• Page:
:::

Re: Multi-Datacenter Deployment

Logan Barfield Wed, 07 Jan 2015 13:05:40 -0800

Thought so, just trying to look at all the potential options right now.
We'll probably end up going the single region route, but the idea of a
whole zone rebooting because of misbehaving HA worries me.  We're going
from a traditional single node, non-HA setup.  We're used to having a
single node go down (hence our interest in HA), but having a whole
datacenter's worth of customer VMs rebooting at once would be a nightmare.



Thank You,

Logan Barfield
Tranquil Hosting

On Wed, Jan 7, 2015 at 3:57 PM, Simon Weller <swel...@ena.com> wrote:

> Regions are designed to be completely separate from one other, so no, as
> far as I'm aware there is no way to sync secondary storage data between
> them. I don't think you'd want to do that anyway, as it defeats the purpose
> of maintaining an isolated cloud region from another.
>
> - Si
>
>
> ________________________________________
> From: Logan Barfield <lbarfi...@tqhosting.com>
> Sent: Wednesday, January 07, 2015 2:00 PM
> To: dev@cloudstack.apache.org
> Cc: us...@cloudstack.apache.org
> Subject: Re: Multi-Datacenter Deployment
>
> A followup here:  You can't have secondary storage that spans regions (e.g,
> templates/snapshots in sync), even with S3/Swift correct?  If not that's
> another downside to regions on top of the account sync.

:::

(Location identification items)
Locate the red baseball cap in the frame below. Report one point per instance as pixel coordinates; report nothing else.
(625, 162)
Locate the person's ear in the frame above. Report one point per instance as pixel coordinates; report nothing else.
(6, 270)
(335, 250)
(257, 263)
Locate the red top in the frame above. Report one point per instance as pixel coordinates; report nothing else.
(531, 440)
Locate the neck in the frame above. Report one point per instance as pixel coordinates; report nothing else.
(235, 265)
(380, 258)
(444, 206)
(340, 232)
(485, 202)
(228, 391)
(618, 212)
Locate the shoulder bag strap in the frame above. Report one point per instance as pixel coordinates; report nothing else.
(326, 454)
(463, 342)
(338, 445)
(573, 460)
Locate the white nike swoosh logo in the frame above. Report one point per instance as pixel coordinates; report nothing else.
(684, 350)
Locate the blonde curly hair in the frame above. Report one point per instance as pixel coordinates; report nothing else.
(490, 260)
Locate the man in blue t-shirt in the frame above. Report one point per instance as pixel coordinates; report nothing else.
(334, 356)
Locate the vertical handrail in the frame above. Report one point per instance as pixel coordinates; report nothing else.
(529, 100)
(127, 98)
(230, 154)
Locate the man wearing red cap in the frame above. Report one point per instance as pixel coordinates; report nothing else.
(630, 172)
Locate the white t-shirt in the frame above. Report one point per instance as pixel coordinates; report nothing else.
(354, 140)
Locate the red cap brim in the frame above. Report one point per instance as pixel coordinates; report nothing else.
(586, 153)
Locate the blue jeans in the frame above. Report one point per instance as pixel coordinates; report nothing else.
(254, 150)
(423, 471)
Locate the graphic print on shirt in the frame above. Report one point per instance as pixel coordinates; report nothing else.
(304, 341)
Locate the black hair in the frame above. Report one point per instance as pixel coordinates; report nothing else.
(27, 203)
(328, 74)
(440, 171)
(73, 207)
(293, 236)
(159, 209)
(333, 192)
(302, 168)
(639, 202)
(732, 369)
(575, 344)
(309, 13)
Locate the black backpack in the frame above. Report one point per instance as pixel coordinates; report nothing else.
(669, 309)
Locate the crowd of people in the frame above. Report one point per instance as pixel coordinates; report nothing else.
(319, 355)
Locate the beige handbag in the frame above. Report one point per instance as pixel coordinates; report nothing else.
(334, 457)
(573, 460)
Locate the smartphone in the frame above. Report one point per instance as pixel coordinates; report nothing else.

:::

• Work to be completed:
Reproduce the passage in the multi-datacenter deployment thread starting with "Thought so, just" and going on through "be a nightmare.". The items above stand apart from the thread.

• Response:
Thought so, just trying to look at all the potential options right now.
We'll probably end up going the single region route, but the idea of a
whole zone rebooting because of misbehaving HA worries me.  We're going
from a traditional single node, non-HA setup.  We're used to having a
single node go down (hence our interest in HA), but having a whole
datacenter's worth of customer VMs rebooting at once would be a nightmare.